- **Dataset entries**:

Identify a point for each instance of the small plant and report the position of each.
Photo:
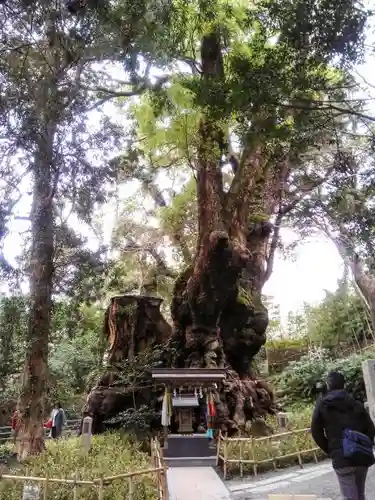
(111, 454)
(299, 380)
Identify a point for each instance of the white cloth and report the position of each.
(165, 417)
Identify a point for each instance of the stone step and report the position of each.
(194, 445)
(191, 462)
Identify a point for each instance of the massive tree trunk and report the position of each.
(219, 319)
(366, 285)
(46, 112)
(31, 403)
(133, 325)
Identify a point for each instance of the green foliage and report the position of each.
(288, 343)
(111, 454)
(340, 319)
(135, 421)
(299, 380)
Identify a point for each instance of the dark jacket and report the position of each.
(333, 413)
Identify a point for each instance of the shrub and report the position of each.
(298, 381)
(111, 454)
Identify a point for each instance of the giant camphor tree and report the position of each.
(265, 97)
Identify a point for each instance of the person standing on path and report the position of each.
(58, 421)
(343, 429)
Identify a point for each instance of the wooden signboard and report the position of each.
(31, 492)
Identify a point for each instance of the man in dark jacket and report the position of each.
(333, 413)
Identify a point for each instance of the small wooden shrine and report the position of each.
(188, 396)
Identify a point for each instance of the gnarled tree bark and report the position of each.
(133, 324)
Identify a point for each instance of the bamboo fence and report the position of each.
(158, 469)
(71, 427)
(255, 452)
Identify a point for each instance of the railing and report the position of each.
(69, 429)
(158, 462)
(158, 469)
(255, 452)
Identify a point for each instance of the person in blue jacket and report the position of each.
(335, 413)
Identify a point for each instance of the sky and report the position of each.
(315, 268)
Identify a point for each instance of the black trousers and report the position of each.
(352, 481)
(55, 432)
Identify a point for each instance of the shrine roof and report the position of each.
(191, 375)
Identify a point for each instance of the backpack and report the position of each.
(358, 448)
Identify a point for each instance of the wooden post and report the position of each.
(130, 480)
(255, 470)
(241, 456)
(75, 486)
(299, 455)
(218, 449)
(45, 492)
(273, 454)
(368, 368)
(225, 458)
(86, 434)
(101, 489)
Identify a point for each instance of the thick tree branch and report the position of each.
(331, 107)
(270, 260)
(160, 263)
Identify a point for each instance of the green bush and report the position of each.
(298, 381)
(111, 454)
(289, 343)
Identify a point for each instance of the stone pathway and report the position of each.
(195, 483)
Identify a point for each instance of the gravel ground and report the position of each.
(318, 480)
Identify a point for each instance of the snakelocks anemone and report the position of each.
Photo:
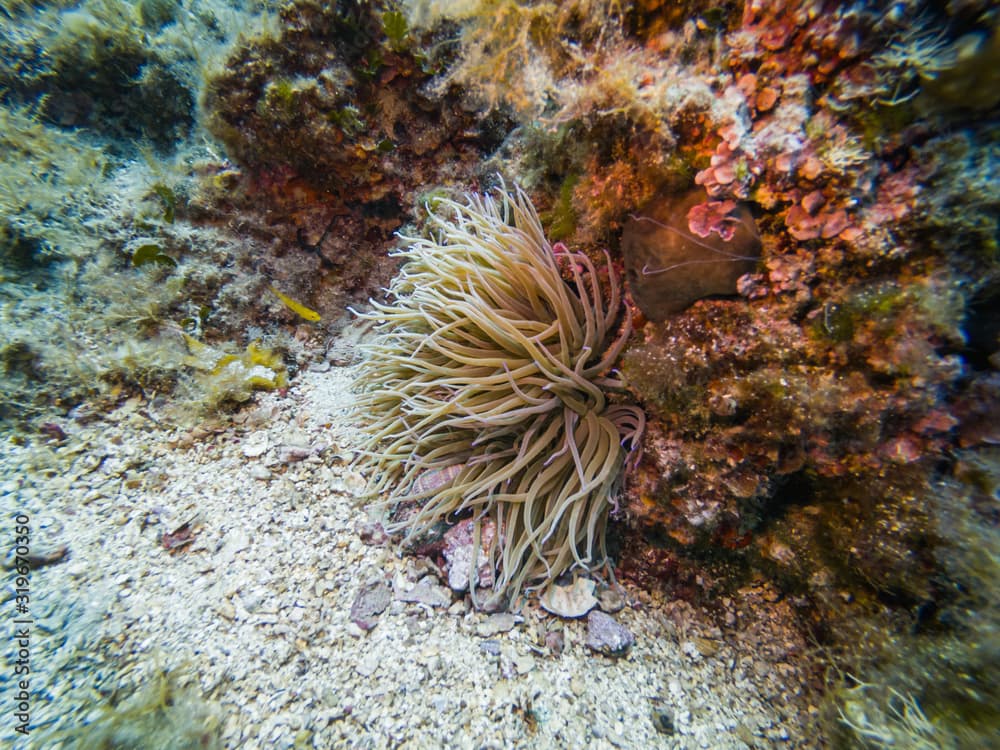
(485, 391)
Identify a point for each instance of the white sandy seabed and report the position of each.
(251, 620)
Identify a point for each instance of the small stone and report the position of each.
(573, 600)
(610, 599)
(373, 533)
(426, 592)
(458, 553)
(555, 642)
(663, 721)
(259, 472)
(256, 444)
(605, 635)
(498, 623)
(371, 601)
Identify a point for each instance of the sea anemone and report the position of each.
(485, 391)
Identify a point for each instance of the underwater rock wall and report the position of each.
(827, 419)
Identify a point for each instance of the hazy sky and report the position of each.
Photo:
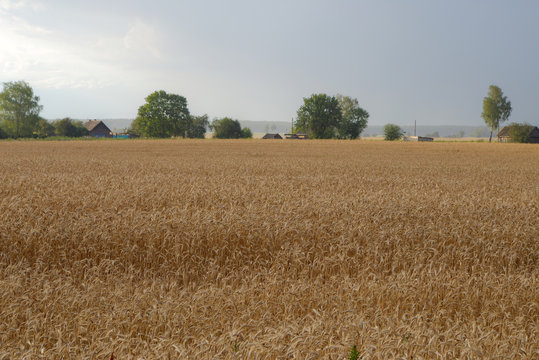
(404, 60)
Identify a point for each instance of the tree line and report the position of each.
(19, 115)
(165, 115)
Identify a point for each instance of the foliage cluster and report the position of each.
(227, 128)
(392, 132)
(327, 117)
(496, 108)
(520, 133)
(19, 116)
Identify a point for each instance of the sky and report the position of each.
(429, 61)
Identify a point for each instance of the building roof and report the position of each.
(92, 124)
(272, 136)
(505, 131)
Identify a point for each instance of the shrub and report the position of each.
(392, 132)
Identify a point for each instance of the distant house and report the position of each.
(533, 136)
(417, 138)
(296, 136)
(97, 128)
(272, 136)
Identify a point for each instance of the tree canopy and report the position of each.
(496, 108)
(325, 117)
(70, 128)
(392, 132)
(319, 116)
(354, 118)
(227, 128)
(163, 115)
(19, 109)
(198, 127)
(520, 133)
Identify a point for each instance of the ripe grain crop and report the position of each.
(259, 249)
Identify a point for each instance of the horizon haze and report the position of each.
(424, 61)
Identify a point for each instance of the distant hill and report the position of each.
(282, 127)
(435, 131)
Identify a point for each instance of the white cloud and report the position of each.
(20, 4)
(55, 59)
(142, 38)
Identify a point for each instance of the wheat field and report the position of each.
(253, 249)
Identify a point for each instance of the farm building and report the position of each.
(417, 138)
(504, 135)
(296, 136)
(97, 128)
(272, 136)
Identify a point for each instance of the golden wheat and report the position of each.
(268, 250)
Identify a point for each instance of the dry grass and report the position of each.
(268, 250)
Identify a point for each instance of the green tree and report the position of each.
(392, 132)
(520, 133)
(354, 118)
(198, 126)
(70, 128)
(227, 128)
(246, 133)
(3, 133)
(44, 128)
(319, 116)
(163, 115)
(496, 109)
(19, 109)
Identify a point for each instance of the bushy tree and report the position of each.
(70, 128)
(198, 126)
(319, 116)
(354, 118)
(496, 109)
(163, 115)
(44, 128)
(520, 133)
(392, 132)
(19, 109)
(246, 133)
(3, 133)
(227, 128)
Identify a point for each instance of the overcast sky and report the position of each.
(430, 61)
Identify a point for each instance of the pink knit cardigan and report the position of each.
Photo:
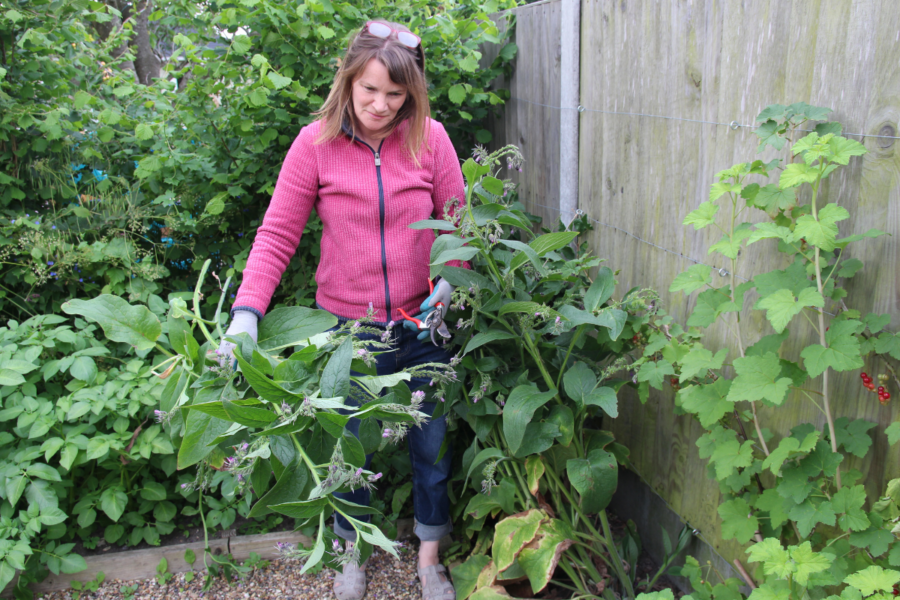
(369, 253)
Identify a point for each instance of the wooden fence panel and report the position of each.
(533, 128)
(660, 80)
(721, 62)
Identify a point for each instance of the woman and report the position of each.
(373, 163)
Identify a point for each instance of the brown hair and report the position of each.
(406, 67)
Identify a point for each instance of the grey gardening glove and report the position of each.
(243, 321)
(442, 294)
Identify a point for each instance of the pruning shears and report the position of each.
(433, 321)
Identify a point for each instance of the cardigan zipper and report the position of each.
(387, 289)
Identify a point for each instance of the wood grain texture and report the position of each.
(723, 62)
(534, 129)
(671, 70)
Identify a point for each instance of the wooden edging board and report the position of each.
(141, 564)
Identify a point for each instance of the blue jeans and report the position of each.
(431, 504)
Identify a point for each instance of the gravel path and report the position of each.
(281, 580)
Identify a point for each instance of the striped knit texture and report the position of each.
(339, 179)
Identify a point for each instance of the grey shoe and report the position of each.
(438, 586)
(351, 583)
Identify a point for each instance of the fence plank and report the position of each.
(703, 62)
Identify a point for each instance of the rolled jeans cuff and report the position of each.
(432, 533)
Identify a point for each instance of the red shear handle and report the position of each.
(419, 323)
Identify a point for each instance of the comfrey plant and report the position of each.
(786, 485)
(538, 342)
(281, 409)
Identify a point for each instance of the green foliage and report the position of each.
(109, 186)
(793, 491)
(539, 344)
(78, 458)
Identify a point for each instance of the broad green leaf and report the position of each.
(595, 478)
(781, 306)
(143, 131)
(512, 534)
(873, 579)
(534, 470)
(540, 557)
(248, 416)
(692, 279)
(285, 327)
(199, 431)
(731, 455)
(702, 216)
(853, 435)
(336, 375)
(278, 81)
(848, 502)
(113, 501)
(487, 337)
(773, 199)
(457, 93)
(738, 521)
(287, 489)
(578, 382)
(809, 514)
(776, 560)
(241, 44)
(519, 409)
(758, 378)
(821, 232)
(121, 322)
(528, 252)
(797, 174)
(730, 245)
(842, 354)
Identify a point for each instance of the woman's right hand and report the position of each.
(243, 321)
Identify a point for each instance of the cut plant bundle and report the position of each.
(280, 411)
(539, 342)
(785, 485)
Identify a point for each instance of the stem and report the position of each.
(614, 554)
(740, 340)
(569, 352)
(822, 341)
(199, 319)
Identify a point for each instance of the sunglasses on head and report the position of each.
(380, 30)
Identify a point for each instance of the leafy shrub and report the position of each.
(80, 456)
(162, 177)
(789, 486)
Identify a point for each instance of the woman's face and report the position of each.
(376, 100)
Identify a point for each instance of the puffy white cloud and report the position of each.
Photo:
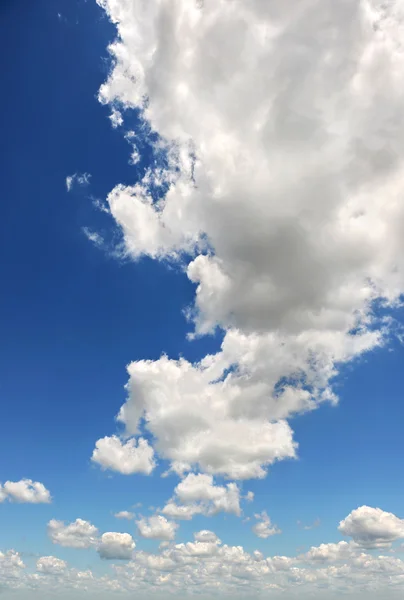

- **THE PROBLEM**: Repeat every entry exactly, but leave out the pictures.

- **ANSWER**:
Identify a point for each instance of the small plant and report the position of each.
Photo:
(111, 454)
(299, 380)
Identify a point for each instance of the white cloth and report the position of each.
(165, 417)
Identify a point for each instance of the stone step and report the position of each.
(194, 445)
(191, 462)
Identify a point for each instance of the massive tree trunk and report the position of each.
(219, 319)
(366, 285)
(46, 112)
(31, 403)
(133, 325)
Identify a point for each instance of the green foliage and report the position of each.
(288, 343)
(111, 454)
(340, 319)
(135, 421)
(299, 380)
Identify a point for each instance of the dark jacket and report the position of each.
(333, 413)
Identify a point for each instance of the shrub and report the position of each.
(298, 381)
(111, 454)
Identify a point for each instance of the giant camphor tree and report the position of each.
(265, 97)
Identify a point for each instance of the person standing on path and report the position of each.
(58, 421)
(343, 429)
Identify a point for each instance of the wooden signboard and report the position of each.
(31, 492)
Identify a point for each instance of the man in dark jacket and report the position of each.
(333, 413)
Identify a point for each instance of the small wooden shrine and report the position of each.
(188, 396)
Identify a point for each instance of the gnarled tree bark and report the position of each.
(133, 324)
Identify a point for each instance of the bamboo fence and report the position of each.
(158, 469)
(71, 427)
(255, 452)
Identify a point for each instance of the railing and report the position of each.
(69, 429)
(158, 462)
(158, 469)
(255, 452)
Identify a point for each instance of the person in blue jacket and report the position of each.
(335, 413)
Identify a point for each instance of the sky and report the position of each.
(315, 268)
Identify a point for each instance of the black trousers and report the position of each.
(352, 481)
(55, 432)
Identify a point for each instance of the shrine roof and report the position of each.
(191, 375)
Identify a point for each instance of the backpack and report the position of each.
(358, 448)
Identify a point for each instance of the wooden post and report the position of each.
(130, 480)
(255, 470)
(241, 456)
(75, 486)
(299, 455)
(218, 449)
(45, 492)
(273, 454)
(368, 368)
(225, 458)
(86, 434)
(101, 489)
Identify a point for each instance of the thick tree branch and report the position of each.
(331, 107)
(270, 260)
(160, 263)
Identify a point for each instance of the green bush and report the position of each.
(298, 381)
(111, 454)
(289, 343)
Identify a point for each instance of the stone pathway and report the position of each.
(195, 483)
Identify a point for each instance of the gravel ground and report the position of each.
(318, 480)
Identify a point for each instance of the snakelocks anemone and report the position of each.
Photo:
(485, 391)
Identify a point for each instance of the white sandy seabed and report the position of each.
(251, 620)
Identify a point for each instance of the small stone and report the position of each.
(573, 600)
(610, 599)
(373, 533)
(426, 592)
(458, 553)
(555, 642)
(663, 721)
(259, 472)
(256, 444)
(605, 635)
(498, 623)
(371, 601)
Identify a point for each instance of the sea anemone and report the position of each.
(485, 391)
Identify a point for each instance of the underwater rock wall and report the position of each.
(827, 419)
Identify a point for each instance of the hazy sky and report the position of each.
Photo:
(404, 60)
Identify a point for each instance of the tree line and report the position of each.
(19, 115)
(165, 115)
Identify a point for each instance of the foliage cluster and report the position of each.
(227, 128)
(392, 132)
(327, 117)
(496, 108)
(520, 133)
(19, 116)
Identify a point for each instance of the sky and report the position of each.
(429, 61)
Identify a point for each instance of the building roof and report the position of each.
(92, 124)
(272, 136)
(505, 131)
Identify a point for each instance of the shrub and report the position of each.
(392, 132)
Identify a point for each instance of the distant house and report the position of each.
(533, 136)
(417, 138)
(296, 136)
(97, 128)
(272, 136)
Identify a point for each instance of the tree canopy and report the position of each.
(496, 108)
(325, 117)
(70, 128)
(392, 132)
(319, 116)
(354, 118)
(227, 128)
(163, 115)
(19, 109)
(198, 127)
(520, 133)
Identify a point for each instance of the ripe grain crop and report the position of each.
(259, 249)
Identify a point for each instance of the horizon haze and report the position of each.
(424, 61)
Identify a point for each instance of the distant hill and report the position of each.
(282, 127)
(435, 131)
Identify a point for each instance of the white cloud and report the position of each.
(20, 4)
(55, 59)
(142, 38)
Identify a point for each instance of the wheat field and report the position of each.
(253, 249)
Identify a point for each instance of the farm building and report the position of each.
(417, 138)
(504, 135)
(296, 136)
(97, 128)
(272, 136)
Identify a point for each instance of the golden wheat and report the position of each.
(268, 250)
Identify a point for each instance of the dry grass and report the position of each.
(268, 250)
Identify a point for each instance of the green tree and report the position of each.
(392, 132)
(520, 133)
(354, 118)
(198, 126)
(70, 128)
(227, 128)
(246, 133)
(3, 133)
(44, 128)
(319, 116)
(163, 115)
(496, 109)
(19, 109)
Identify a point for each instance of the bushy tree and report the position of each.
(70, 128)
(198, 126)
(319, 116)
(354, 118)
(496, 109)
(163, 115)
(44, 128)
(520, 133)
(392, 132)
(19, 109)
(246, 133)
(3, 133)
(227, 128)
Identify a point for each instance of the overcast sky and report the position of each.
(430, 61)
Identify a point for each instance of the pink knit cardigan and report the position of each.
Photo:
(369, 253)
Identify a point for each instance of the wooden fence panel and report the position of each.
(533, 128)
(660, 80)
(721, 62)
Identify a point for each instance of the woman and report the position of each.
(373, 163)
Identify a point for each instance of the brown hair and report the position of each.
(406, 67)
Identify a point for each instance of the grey gardening glove and report the position of each.
(243, 321)
(442, 294)
Identify a point for each instance of the pruning shears and report the position of each.
(433, 321)
Identify a point for each instance of the cardigan zipper and report the position of each.
(387, 289)
Identify a point for each instance of the wood grain texture and report the position of each.
(723, 62)
(534, 129)
(671, 70)
Identify a point for each instance of the wooden edging board and report the position of each.
(141, 564)
Identify a point for each instance of the blue jeans and report the position of each.
(431, 504)
Identify a point for each instance of the gravel path and report the position of each.
(281, 580)
Identify a point for each instance of the striped knit texture and report the position of each.
(339, 179)
Identify a point for each instance of the grey shoe and report the position of each.
(438, 586)
(351, 583)
Identify a point for each instance of the fence plank and report the position of each.
(703, 62)
Identify a point for each instance of the rolled jeans cuff and report the position of each.
(432, 533)
Identify a point for each instance of the red shear handle and report the position of each.
(419, 323)
Identify a point for each instance of the comfrey plant and report the position of each.
(786, 485)
(538, 342)
(281, 409)
Identify a point for each instance of the green foliage and report the position of each.
(109, 186)
(793, 491)
(539, 344)
(78, 458)
Identify a point for each instance of the broad green leaf and report the position of each.
(595, 478)
(781, 306)
(143, 131)
(512, 534)
(873, 579)
(534, 470)
(540, 557)
(248, 416)
(692, 279)
(285, 327)
(199, 431)
(731, 455)
(702, 216)
(853, 435)
(336, 375)
(278, 81)
(848, 502)
(113, 501)
(487, 337)
(773, 199)
(457, 93)
(738, 521)
(287, 489)
(578, 382)
(809, 514)
(776, 560)
(241, 44)
(519, 409)
(758, 378)
(821, 232)
(121, 322)
(528, 252)
(797, 174)
(730, 245)
(842, 354)
Identify a point for each instance of the woman's right hand and report the position of each.
(243, 321)
Identify a point for each instance of the cut plant bundle and report the position of each.
(280, 411)
(539, 342)
(785, 485)
Identify a point for each instance of the stem and report the position of each.
(614, 554)
(740, 340)
(569, 352)
(822, 341)
(199, 319)
Identify a point for each instance of the sunglasses on head and report the position of each.
(380, 30)
Identify a point for each instance of the leafy shrub and report the position of each.
(80, 456)
(162, 177)
(789, 486)
Identify a point for each instance of the woman's face and report the position of each.
(376, 100)
Identify a point for each instance of the puffy white cloud and report the position of each.
Photo:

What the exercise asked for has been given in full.